To analyze the sentencing issue raised in this case, it is necessary first to review the language of the original charge. The State charged defendant with violating subsection 12 — 14(a)(1) of the Criminal Code of 1961 (Code) (720 ILCS 5/1 — 1 et seq. (West 1998)) for acts committed on October 5, 2004. Specifically, defendant was charged with committing the offense of aggravated criminal sexual assault “while displaying a dangerous weapon being a firearm” (emphasis added) under a subsection of the current statute that requires the weapon used to be other than a firearm.
Formal, nonsubstantive defects in a charging instrument may be corrected by the State at any time with a motion to amend the charge. 725 ILCS 5/111 — 5 (West 2004); People v. Tellez-Valencia, 188 Ill. 2d 523, 526 (1999). However, a defect caused by charging an offense based on a statute no longer in effect when the alleged offense occurred is fatal, rendering the entire instrument invalid, and warranting reversal of a resulting conviction. Tellez-Valencia, 188 Ill. 2d at 527, citing People v. Wasson, 175 Ill. App. 3d 851, 854-55 (1988).

Records of labeled boxes:
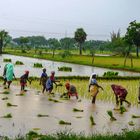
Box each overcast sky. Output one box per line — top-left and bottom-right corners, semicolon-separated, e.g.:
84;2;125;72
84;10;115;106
0;0;140;40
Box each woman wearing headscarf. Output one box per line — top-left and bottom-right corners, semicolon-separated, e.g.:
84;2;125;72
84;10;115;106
5;63;15;88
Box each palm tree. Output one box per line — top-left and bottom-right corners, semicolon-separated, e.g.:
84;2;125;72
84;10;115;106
0;30;8;54
74;28;87;55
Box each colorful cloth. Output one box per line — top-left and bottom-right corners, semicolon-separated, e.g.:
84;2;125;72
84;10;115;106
90;85;99;96
6;63;14;81
111;85;128;99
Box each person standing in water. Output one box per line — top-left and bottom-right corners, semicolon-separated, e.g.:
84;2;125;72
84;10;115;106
4;63;15;88
88;73;103;104
40;68;48;93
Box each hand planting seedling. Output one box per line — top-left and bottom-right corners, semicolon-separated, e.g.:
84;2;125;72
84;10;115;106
59;120;71;125
7;103;17;107
120;106;127;114
90;115;96;125
107;110;117;121
128;121;135;126
73;108;84;112
2;97;9;100
37;114;49;117
1;113;12;118
132;115;140;119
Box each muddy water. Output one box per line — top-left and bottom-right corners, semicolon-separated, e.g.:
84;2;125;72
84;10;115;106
0;85;140;137
0;55;140;77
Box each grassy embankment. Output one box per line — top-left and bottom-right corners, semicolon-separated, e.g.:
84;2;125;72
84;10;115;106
9;79;139;105
5;49;140;72
1;131;140;140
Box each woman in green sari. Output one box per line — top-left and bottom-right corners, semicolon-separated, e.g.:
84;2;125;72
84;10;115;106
6;63;15;88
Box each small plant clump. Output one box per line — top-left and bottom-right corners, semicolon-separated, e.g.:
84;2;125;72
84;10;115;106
58;66;72;72
3;91;10;94
132;115;140;119
107;110;117;121
128;121;135;126
59;120;71;125
3;58;12;62
2;97;9;100
37;114;49;117
15;61;24;65
7;103;17;107
2;113;12;119
34;63;43;68
90;115;96;125
73;108;84;112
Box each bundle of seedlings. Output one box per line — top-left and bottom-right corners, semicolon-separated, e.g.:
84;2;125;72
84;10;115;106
37;114;49;117
90;115;96;125
1;113;12;118
59;120;71;125
107;110;117;121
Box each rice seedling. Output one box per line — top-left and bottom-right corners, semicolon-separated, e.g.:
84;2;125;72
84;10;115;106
128;121;135;126
89;115;96;125
59;120;71;125
107;110;117;121
73;108;84;112
1;113;12;119
3;58;12;62
2;97;9;100
7;103;17;107
132;115;140;119
15;61;24;65
48;98;61;103
34;63;43;68
37;114;49;117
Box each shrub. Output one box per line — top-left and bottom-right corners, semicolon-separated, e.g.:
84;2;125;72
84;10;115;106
3;58;12;62
15;61;24;65
34;63;43;68
58;66;72;72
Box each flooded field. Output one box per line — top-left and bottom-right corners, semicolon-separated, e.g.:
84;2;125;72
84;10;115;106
0;84;140;137
0;54;140;77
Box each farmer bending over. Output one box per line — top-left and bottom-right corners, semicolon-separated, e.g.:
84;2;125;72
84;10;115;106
88;73;103;104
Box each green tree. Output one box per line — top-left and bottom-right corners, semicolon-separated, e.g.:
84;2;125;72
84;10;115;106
74;28;87;55
125;21;140;57
0;30;8;54
48;38;60;57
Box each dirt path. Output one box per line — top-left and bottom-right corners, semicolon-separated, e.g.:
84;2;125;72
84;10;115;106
0;85;140;136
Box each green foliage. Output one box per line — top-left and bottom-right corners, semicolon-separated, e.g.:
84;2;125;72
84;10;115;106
58;66;72;72
2;113;12;119
74;28;87;55
103;71;119;77
73;108;84;112
59;120;71;125
90;115;96;125
15;61;24;65
3;58;12;62
37;114;49;117
132;115;140;119
34;63;43;68
107;110;117;121
125;21;140;57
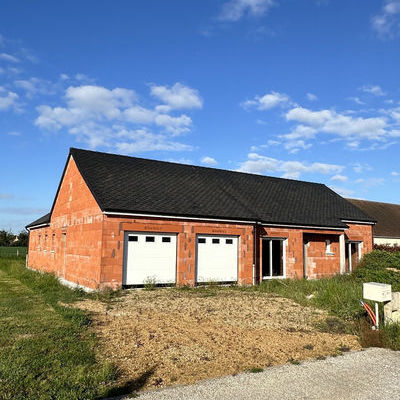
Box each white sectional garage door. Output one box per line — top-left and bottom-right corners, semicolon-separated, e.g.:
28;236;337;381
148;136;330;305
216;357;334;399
196;235;239;282
124;233;176;285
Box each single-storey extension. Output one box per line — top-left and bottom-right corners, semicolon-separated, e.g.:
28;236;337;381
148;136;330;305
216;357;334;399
27;148;374;289
347;199;400;246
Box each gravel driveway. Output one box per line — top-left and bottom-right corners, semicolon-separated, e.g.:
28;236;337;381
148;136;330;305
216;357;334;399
135;348;400;400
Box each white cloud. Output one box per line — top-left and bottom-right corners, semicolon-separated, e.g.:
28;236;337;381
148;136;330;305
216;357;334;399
331;174;349;182
0;86;18;111
219;0;275;22
155;114;192;136
14;77;55;98
0;53;19;63
371;0;400;39
200;156;217;165
360;85;386;97
306;93;318;101
150;82;203;110
35;85;200;153
241;91;290;111
349;96;365;106
238;153;344;179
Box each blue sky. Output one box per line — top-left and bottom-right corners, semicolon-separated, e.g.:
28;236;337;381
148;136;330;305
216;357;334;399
0;0;400;232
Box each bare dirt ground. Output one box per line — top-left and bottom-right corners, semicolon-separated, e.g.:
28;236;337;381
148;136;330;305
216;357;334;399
74;288;360;389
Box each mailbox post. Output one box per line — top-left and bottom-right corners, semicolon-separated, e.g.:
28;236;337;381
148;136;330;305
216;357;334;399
363;282;392;329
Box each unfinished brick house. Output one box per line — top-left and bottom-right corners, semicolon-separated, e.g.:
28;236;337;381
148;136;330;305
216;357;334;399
27;148;374;289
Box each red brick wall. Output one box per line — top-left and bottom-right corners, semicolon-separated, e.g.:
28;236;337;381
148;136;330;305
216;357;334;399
345;224;374;268
100;216;253;287
28;157;103;289
28;158;372;289
304;233;340;279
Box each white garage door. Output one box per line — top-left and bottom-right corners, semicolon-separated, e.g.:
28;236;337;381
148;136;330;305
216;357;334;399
124;233;176;285
197;235;239;282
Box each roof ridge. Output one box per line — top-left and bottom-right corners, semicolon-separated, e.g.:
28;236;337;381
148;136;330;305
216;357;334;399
70;147;326;186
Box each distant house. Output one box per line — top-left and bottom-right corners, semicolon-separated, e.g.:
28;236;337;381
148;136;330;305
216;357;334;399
348;199;400;246
27;149;374;289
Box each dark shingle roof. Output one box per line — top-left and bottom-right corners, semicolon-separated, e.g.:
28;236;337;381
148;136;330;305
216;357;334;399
348;199;400;238
25;213;51;228
70;148;371;227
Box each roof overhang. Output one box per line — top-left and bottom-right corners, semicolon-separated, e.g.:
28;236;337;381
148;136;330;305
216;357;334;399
103;211;259;225
26;224;50;231
342;219;376;225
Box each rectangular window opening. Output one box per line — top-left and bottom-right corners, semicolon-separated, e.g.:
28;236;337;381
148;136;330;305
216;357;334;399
262;239;284;278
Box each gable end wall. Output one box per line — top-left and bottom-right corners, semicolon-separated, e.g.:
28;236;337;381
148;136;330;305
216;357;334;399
28;157;103;289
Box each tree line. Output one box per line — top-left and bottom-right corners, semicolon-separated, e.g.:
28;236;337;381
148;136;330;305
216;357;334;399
0;229;28;247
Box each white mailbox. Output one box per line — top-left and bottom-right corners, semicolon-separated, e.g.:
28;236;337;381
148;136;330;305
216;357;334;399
363;282;392;302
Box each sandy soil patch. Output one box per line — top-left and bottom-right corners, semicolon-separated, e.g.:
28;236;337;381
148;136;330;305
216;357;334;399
74;289;360;388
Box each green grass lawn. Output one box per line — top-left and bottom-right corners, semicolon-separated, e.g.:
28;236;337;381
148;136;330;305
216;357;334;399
0;259;116;400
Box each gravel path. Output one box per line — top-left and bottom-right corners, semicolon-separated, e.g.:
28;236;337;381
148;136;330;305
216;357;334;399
135;348;400;400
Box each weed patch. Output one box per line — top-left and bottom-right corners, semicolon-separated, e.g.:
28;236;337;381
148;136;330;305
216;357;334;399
0;259;122;400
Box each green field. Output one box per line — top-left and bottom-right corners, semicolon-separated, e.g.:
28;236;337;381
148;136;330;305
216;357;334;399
0;246;28;259
0;258;121;400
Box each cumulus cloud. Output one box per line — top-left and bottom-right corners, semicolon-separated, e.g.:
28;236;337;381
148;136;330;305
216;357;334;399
150;82;203;111
219;0;275;22
14;77;55;98
331;174;349;182
35;84;200;153
360;85;386;97
349;96;365;106
200;156;217;165
0;86;18;111
238;153;344;179
241;91;290;111
371;0;400;39
0;53;19;63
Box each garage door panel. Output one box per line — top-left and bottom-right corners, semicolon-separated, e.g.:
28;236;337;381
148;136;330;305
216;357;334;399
196;235;239;283
124;233;177;285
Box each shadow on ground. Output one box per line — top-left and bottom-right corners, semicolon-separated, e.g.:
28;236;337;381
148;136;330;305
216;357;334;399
104;366;156;400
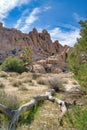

- [Exercise requirements]: For each statement below, say yes or no to whether the legal excerpt supports it, and quote the words of the excerpt that decide it: 1. The State charged the defendant under a subsection that requires the weapon used to be something other than a firearm. 2. The State may correct formal, nonsubstantive defects in a charging instrument only before trial. 3. Charging an offense under a statute no longer in effect is a defect the State can fix by amending the charge.

- [Complete answer]:
1. Yes: "under a subsection of the current statute that requires the weapon used to be other than a firearm"
2. No: "may be corrected by the State at any time with a motion to amend the charge"
3. No: "is fatal, rendering the entire instrument invalid, and warranting reversal of a resulting conviction"